▶ Zu erstellen:
Schreib bitte aus dem folgenden Forenthread über Posen für die Matchrute die Stelle von "Aber *MIT VERLAUB*" bis "nur Giant Crystal.)" wortgetreu ab.

▶ Textauszug:
- - - -

# Suche gute Pose für die Matchrute (Durchlaufpose)



## Dadycool21 (22. April 2005)

Hallo Leute,

dies sind die Gegebenheiten:
See mit leichter Strömung
Angeltiefe ca. 1,20m - 1,40m
Wurfweite ca. 15m-20m
Gerät Matchrute 3,90m
Zielfisch: Brassen, Plötzen, Güstern usw.

Suche nun gezielt eine Druchlaufpose! von 6g- 15g tragkraft.

nun darf ich bitten:
|bla: 

Gruß
Alex


----------



## Sebastian Wagner (22. April 2005)

*AW: Suche gute Pose für die Matchrute (Durchlaufpose)*

Bei der Tiefe würde ich auf jeden Fall einen Waggler aus der Drennan Crystal Serie bevorzugen.


----------



## Dadycool21 (22. April 2005)

*AW: Suche gute Pose für die Matchrute (Durchlaufpose)*

Besten dank,


schick mir doch mal bitte ein Bild.

Gruß
Alex


----------



## vanboyd (22. April 2005)

*AW: Suche gute Pose für die Matchrute (Durchlaufpose)*

Die Drennan Waggler sind erst ab 12g Tragkraft zu haben.

sind super Posen, weil durchsichtig, daher für Fische schwerer zu erkennen.
Allerdings wurden die crystal posen eigentlich auf Raubfische ausgelegt. |znaika:  
Was natürlich keinen abhalten soll... 

Kostenpunkt: ca. 5€

hier ein Pic der Waggler Pose:



**********:xxl(


----------



## Sebastian Wagner (22. April 2005)

*AW: Suche gute Pose für die Matchrute (Durchlaufpose)*

das ist Quatsch. Die Drennan Waggler gibt es bereits ab 1gr Tragkraft. Die auf dem Foto ist ein spezieller Waggler zum Hecht und Zanderangeln mit toten Köderfisch von Drennan und mit verlaub nicht zum Matchangeln gedacht. Fotos gibt es u.a. bei askari-angelsport unter posen - drennan posen oder bei angelsport schirmer.


----------



## vanboyd (22. April 2005)

*AW: Suche gute Pose für die Matchrute (Durchlaufpose)*

Klar gibt es welche ab 1 gr.

Aber *MIT VERLAUB* nennen sie sich nicht Waggler. bezogen auf die Drennan Bezeichnungen.


----------



## Sebastian Wagner (22. April 2005)

*AW: Suche gute Pose für die Matchrute (Durchlaufpose)*

sie nennen sich nicht Waggler aber es sind Waggler. Auf einer Rolle steht ja auch nicht Rolle drauf. Gerne fische ich z.B. den Giant Crystal Waggler. (Auf der Pose steht natürlich nur Giant Crystal.)


----------



## vanboyd (22. April 2005)

*AW: Suche gute Pose für die Matchrute (Durchlaufpose)*

:q :q Auf einer Rolle steht nicht Rolle drauf...:q :q 

ich gebe mal ein Link, und hoffe, mich dadurch erklärt zu haben.

- - - -

▶ Gespeicherte Datensätze:
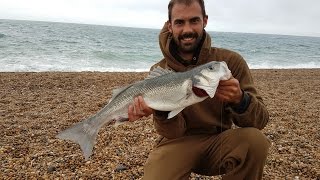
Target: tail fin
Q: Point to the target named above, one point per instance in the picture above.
(83, 134)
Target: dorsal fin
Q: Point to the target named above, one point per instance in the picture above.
(158, 71)
(116, 92)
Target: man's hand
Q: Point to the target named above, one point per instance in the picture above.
(139, 109)
(229, 91)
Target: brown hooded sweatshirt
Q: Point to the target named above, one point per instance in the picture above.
(210, 116)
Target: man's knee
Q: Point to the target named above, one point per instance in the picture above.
(258, 143)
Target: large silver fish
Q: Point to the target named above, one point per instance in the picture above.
(162, 90)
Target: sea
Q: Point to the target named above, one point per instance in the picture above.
(32, 46)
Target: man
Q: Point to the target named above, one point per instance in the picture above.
(200, 139)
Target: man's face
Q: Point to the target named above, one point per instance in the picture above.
(186, 25)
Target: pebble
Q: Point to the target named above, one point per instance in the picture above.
(121, 167)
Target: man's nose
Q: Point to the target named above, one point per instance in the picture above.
(187, 28)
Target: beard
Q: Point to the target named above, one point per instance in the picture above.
(186, 46)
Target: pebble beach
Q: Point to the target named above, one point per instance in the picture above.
(34, 107)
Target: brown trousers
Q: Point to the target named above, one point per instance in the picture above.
(237, 154)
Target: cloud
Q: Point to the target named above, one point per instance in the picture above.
(263, 16)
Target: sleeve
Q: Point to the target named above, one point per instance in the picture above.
(252, 111)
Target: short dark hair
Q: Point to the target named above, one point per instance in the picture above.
(186, 2)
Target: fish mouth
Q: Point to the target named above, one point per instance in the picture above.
(199, 92)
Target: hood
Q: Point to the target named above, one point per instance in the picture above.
(165, 39)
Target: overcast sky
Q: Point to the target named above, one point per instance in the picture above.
(293, 17)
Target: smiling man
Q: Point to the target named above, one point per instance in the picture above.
(200, 138)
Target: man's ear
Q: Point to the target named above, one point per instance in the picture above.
(169, 26)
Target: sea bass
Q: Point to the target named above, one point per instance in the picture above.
(162, 90)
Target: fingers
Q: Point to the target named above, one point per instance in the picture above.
(229, 91)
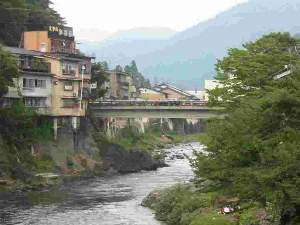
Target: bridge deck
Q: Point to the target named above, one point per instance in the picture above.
(154, 110)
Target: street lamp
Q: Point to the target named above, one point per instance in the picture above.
(83, 68)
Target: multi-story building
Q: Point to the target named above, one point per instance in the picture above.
(35, 83)
(55, 77)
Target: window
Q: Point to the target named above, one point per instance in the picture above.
(28, 83)
(69, 69)
(35, 102)
(69, 103)
(68, 86)
(34, 83)
(87, 69)
(40, 83)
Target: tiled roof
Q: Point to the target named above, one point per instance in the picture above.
(22, 51)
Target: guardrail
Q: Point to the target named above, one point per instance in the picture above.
(150, 103)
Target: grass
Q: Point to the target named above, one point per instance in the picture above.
(186, 205)
(153, 138)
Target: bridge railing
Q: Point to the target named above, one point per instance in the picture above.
(150, 103)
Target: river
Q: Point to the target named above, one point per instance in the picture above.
(100, 201)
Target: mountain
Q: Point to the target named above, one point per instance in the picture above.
(188, 57)
(123, 46)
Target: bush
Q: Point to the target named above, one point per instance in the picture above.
(178, 204)
(212, 219)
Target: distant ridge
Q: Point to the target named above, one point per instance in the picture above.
(188, 57)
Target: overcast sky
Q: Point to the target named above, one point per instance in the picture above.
(114, 15)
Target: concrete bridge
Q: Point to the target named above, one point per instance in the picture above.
(154, 109)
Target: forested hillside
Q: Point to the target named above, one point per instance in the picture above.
(17, 16)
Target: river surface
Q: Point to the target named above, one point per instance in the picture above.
(101, 201)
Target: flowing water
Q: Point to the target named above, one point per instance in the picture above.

- - - -

▶ Schriftliche Antwort:
Aber *MIT VERLAUB* nennen sie sich nicht Waggler. bezogen auf die Drennan Bezeichnungen.


----------



## Sebastian Wagner (22. April 2005)

*AW: Suche gute Pose für die Matchrute (Durchlaufpose)*

sie nennen sich nicht Waggler aber es sind Waggler. Auf einer Rolle steht ja auch nicht Rolle drauf. Gerne fische ich z.B. den Giant Crystal Waggler. (Auf der Pose steht natürlich nur Giant Crystal.)